■ Task statement
Print all the data, keeping every line exactly as it is.

■ Stored items
________________________________________

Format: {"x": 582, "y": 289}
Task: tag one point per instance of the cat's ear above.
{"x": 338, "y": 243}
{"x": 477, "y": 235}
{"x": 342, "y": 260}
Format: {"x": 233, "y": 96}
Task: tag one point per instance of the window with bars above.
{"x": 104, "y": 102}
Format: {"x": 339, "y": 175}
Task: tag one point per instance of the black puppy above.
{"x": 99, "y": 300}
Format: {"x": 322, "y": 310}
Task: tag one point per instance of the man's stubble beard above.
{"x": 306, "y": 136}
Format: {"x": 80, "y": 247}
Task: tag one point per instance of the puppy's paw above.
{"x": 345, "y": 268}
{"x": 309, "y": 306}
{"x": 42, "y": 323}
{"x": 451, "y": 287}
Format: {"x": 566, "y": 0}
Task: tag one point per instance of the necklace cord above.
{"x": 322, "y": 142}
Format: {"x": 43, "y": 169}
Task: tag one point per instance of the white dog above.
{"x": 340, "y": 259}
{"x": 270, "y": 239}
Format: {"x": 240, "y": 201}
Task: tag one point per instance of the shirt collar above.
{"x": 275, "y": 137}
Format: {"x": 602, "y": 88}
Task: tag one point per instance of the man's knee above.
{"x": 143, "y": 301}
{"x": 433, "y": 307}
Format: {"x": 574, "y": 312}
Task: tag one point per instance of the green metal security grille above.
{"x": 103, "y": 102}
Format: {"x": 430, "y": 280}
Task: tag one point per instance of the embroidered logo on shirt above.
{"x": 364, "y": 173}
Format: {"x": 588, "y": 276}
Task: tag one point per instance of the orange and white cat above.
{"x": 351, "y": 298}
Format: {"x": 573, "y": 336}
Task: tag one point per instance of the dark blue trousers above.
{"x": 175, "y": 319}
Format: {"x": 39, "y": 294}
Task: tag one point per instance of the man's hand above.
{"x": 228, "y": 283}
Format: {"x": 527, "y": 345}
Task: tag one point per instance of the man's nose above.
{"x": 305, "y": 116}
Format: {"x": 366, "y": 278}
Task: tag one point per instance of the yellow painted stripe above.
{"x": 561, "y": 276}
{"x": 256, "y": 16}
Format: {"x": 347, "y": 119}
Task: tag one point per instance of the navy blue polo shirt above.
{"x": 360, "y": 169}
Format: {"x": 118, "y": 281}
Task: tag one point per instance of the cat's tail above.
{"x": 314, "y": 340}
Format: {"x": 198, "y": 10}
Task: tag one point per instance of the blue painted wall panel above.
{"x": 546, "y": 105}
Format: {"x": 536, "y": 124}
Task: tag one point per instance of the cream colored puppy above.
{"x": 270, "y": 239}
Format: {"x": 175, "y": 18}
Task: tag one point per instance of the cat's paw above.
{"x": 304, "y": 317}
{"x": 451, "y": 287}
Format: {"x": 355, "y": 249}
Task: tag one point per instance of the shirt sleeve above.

________________________________________

■ Solved problem
Format: {"x": 582, "y": 289}
Task: tag one point per instance of the cat's ear above.
{"x": 338, "y": 243}
{"x": 477, "y": 235}
{"x": 342, "y": 260}
Format: {"x": 233, "y": 96}
Task: tag one point per instance of the window with bars above.
{"x": 104, "y": 102}
Format: {"x": 339, "y": 175}
Task: tag one point per instance of the black puppy above.
{"x": 99, "y": 300}
Format: {"x": 322, "y": 310}
Task: tag one point per instance of the man's stubble beard above.
{"x": 306, "y": 136}
Format: {"x": 80, "y": 247}
Task: tag one point per instance of the puppy's paw above.
{"x": 345, "y": 268}
{"x": 309, "y": 306}
{"x": 42, "y": 323}
{"x": 451, "y": 287}
Format: {"x": 566, "y": 0}
Task: tag one point per instance of the necklace cord above.
{"x": 322, "y": 142}
Format: {"x": 43, "y": 169}
Task: tag one point per instance of the white dog above.
{"x": 340, "y": 259}
{"x": 270, "y": 239}
Format: {"x": 240, "y": 201}
Task: tag one point per instance of the shirt collar above.
{"x": 275, "y": 137}
Format: {"x": 602, "y": 88}
Task: tag one point per instance of the man's knee above.
{"x": 143, "y": 301}
{"x": 433, "y": 307}
Format: {"x": 574, "y": 312}
Task: tag one point per instance of the green metal security grille above.
{"x": 103, "y": 102}
Format: {"x": 430, "y": 280}
Task: tag one point per instance of the embroidered logo on shirt above.
{"x": 364, "y": 173}
Format: {"x": 588, "y": 276}
Task: tag one point per instance of the orange and white cat above.
{"x": 351, "y": 298}
Format: {"x": 573, "y": 336}
Task: tag one point per instance of the dark blue trousers above.
{"x": 175, "y": 319}
Format: {"x": 39, "y": 294}
Task: tag one point per instance of the man's hand above.
{"x": 228, "y": 283}
Format: {"x": 527, "y": 345}
Task: tag one point per instance of the man's nose above.
{"x": 305, "y": 116}
Format: {"x": 366, "y": 278}
Task: tag one point per instance of the yellow painted stripe above.
{"x": 561, "y": 276}
{"x": 256, "y": 16}
Format: {"x": 347, "y": 119}
Task: tag one point per instance of the navy blue polo shirt above.
{"x": 360, "y": 169}
Format: {"x": 118, "y": 281}
Task: tag one point per instance of the cat's tail above.
{"x": 314, "y": 340}
Format: {"x": 198, "y": 10}
Task: tag one point per instance of the blue painted wall panel above.
{"x": 546, "y": 105}
Format: {"x": 536, "y": 124}
Task: tag one point per instance of the cream colored puppy above.
{"x": 270, "y": 239}
Format: {"x": 175, "y": 18}
Task: tag one point per instance of the cat's paw above.
{"x": 304, "y": 317}
{"x": 451, "y": 287}
Format: {"x": 355, "y": 249}
Task: tag one point per instance of the shirt sleeve above.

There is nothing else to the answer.